- _Excerto fornecido_:
━━━━━━━━━━━━━━━━

IX. Porém, o caráter maioritário não significa unanimidade, e mesmo no âmbito dos Acórdãos exarados pelo Plenário deste Tribunal Constitucional há vozes dissonantes, desde logo as que votaram vencido no Acórdão do Plenário deste Tribunal, n.º 394/2019, de 3 de julho de 2019 (relatado pelos Conselheiros João Pedro Caupers e Maria Clara Sottomayor), a cuja fundamentação se adere e que se subscreve.
X. No modesto entendimento da Autora/Recorrente a Decisão recorrida faz uma errada interpretação da lei e aplicação do direito, denegando à Autora/Recorrente o direito à Verdade Biológica na filiação.
XI. Ainda a este propósito, não deixa de se invocar os, aliás doutos, Acórdãos proferidos pelo Supremo Tribunal de Justiça a 07/07/2009, 05/05/2020 e 26/01/2021, que, no modesto entendimento da Autora/Recorrente, procederam a uma correta interpretação e aplicação das normas acima evocadas.
XII. Não se olvide que foi realizado, nestes autos, exame hematológico (vulgo “exame de ADN”) que determinou, com 99,9999999999999% de certeza que a Autora/recorrente é filha do falecido, GG - Facto Provado na sentença recorrida.
XIII. Donde, a circunstância de ter sido produzida prova insofismável da relação biológica torna injusta qualquer outra decisão que não seja a de reconhecer o vínculo filial.
XIV. O direito fundamental ao “desenvolvimento da personalidade", constante do artigo 26.º, n.º 1, da CRP significa que o pretenso filho tem o direito de investigar e determinar as suas origens, a sua família.
XV. A decisão de avançar para um processo de judicial de estabelecimento da filiação convoca uma reflexão prévia e profunda sobre aspetos pessoalíssimos do impugnante, não se coadunando com a existência de prazos legais para o exercício deste direito.
XVI. A presente ação de impugnação de paternidade contempla interesses indisponíveis do ser humano: o direito a conhecer e a ver reconhecida a sua ascendência biológica, constituindo, aliás, o único meio de a Autora ver reconhecido o seu direito à verdade biológica, direito esse intrinsecamente pessoal, indisponível e imprescritível, e que por isso não esmorece com o tempo.

━━━━━━━━━━━━━━━━

- _Extrato de dados_:
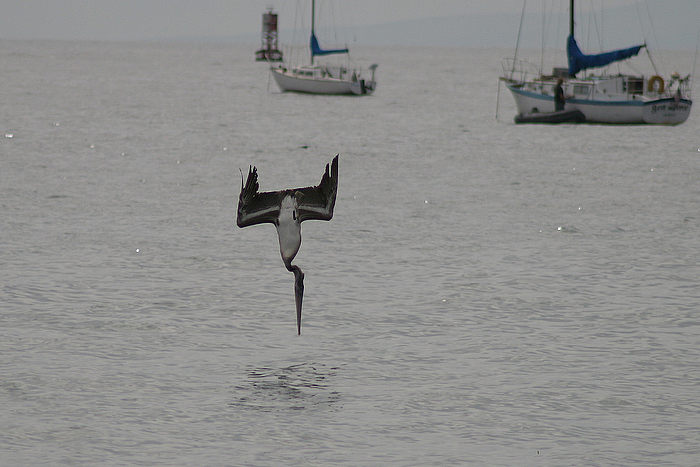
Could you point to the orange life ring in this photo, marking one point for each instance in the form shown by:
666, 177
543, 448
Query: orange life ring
651, 84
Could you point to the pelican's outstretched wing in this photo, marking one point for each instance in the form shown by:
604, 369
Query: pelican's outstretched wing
317, 202
257, 208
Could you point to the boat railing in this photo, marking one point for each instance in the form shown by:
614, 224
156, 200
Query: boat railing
518, 71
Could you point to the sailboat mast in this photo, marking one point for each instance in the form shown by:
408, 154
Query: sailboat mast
313, 13
571, 18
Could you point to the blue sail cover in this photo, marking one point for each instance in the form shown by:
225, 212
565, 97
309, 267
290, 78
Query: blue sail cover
579, 61
317, 50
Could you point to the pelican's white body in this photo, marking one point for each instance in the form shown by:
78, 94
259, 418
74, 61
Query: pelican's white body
289, 228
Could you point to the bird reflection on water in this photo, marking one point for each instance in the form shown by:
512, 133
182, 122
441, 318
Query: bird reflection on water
296, 387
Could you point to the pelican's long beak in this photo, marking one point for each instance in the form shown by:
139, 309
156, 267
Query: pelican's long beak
299, 296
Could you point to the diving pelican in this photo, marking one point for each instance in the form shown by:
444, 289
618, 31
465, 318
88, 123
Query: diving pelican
287, 209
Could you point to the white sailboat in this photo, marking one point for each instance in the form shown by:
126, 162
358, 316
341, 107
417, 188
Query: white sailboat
315, 78
607, 98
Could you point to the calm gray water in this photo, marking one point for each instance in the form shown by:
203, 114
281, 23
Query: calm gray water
486, 294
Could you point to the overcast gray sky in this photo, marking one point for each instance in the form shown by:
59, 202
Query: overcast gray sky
168, 19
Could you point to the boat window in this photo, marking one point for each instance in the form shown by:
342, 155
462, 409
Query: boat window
635, 85
582, 89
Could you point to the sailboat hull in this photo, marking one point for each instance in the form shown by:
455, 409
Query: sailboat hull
662, 111
314, 83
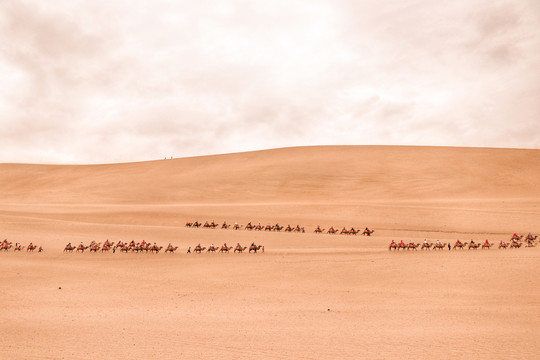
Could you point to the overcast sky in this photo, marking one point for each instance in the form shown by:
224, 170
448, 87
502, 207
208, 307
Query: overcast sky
114, 81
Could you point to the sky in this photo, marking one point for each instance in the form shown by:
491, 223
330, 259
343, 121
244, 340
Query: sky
119, 81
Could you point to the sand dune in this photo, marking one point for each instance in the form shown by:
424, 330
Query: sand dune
308, 296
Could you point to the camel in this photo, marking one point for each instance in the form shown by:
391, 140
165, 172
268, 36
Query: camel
225, 248
402, 245
198, 249
171, 249
439, 246
486, 246
255, 248
239, 248
69, 248
368, 232
31, 248
81, 248
95, 247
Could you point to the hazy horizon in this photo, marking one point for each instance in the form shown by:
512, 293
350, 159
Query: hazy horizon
90, 83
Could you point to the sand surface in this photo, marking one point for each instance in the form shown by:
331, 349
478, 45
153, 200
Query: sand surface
308, 296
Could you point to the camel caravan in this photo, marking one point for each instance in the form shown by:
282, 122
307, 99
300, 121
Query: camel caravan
146, 247
18, 247
515, 242
120, 246
278, 228
225, 249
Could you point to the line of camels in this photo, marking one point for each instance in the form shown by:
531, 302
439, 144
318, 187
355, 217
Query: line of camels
123, 247
6, 245
277, 227
198, 249
515, 243
146, 247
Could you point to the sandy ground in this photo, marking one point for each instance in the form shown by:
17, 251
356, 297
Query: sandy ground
308, 296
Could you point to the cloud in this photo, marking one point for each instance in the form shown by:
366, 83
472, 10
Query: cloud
118, 82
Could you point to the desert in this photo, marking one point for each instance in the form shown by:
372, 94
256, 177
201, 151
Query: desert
308, 295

━━━━━━━━━━━━━━━━

- _Partes do exercício_:
**A)** Apresente, do excerto do recurso, tudo o que vai desde "X. No modesto" até "Biológica na filiação.".
**B)** Indique se cada afirmação está de acordo com o excerto do recurso, respondendo sim ou não e citando as palavras decisivas do excerto: (i) o Acórdão n.º 394/2019 do Plenário foi aprovado por unanimidade; (ii) o direito ao desenvolvimento da personalidade consta do artigo 26.º, n.º 1, da CRP; (iii) são invocados acórdãos do Supremo Tribunal de Justiça proferidos a 07/07/2009, 05/05/2020 e 26/01/2021.
As linhas constituem material independente do excerto do recurso.

- _Resultados finais_:
**A)**
X. No modesto entendimento da Autora/Recorrente a Decisão recorrida faz uma errada interpretação da lei e aplicação do direito, denegando à Autora/Recorrente o direito à Verdade Biológica na filiação.

**B)**
(i) Não: "há vozes dissonantes, desde logo as que votaram vencido no Acórdão do Plenário deste Tribunal, n.º 394/2019".
(ii) Sim: "constante do artigo 26.º, n.º 1, da CRP".
(iii) Sim: "Acórdãos proferidos pelo Supremo Tribunal de Justiça a 07/07/2009, 05/05/2020 e 26/01/2021".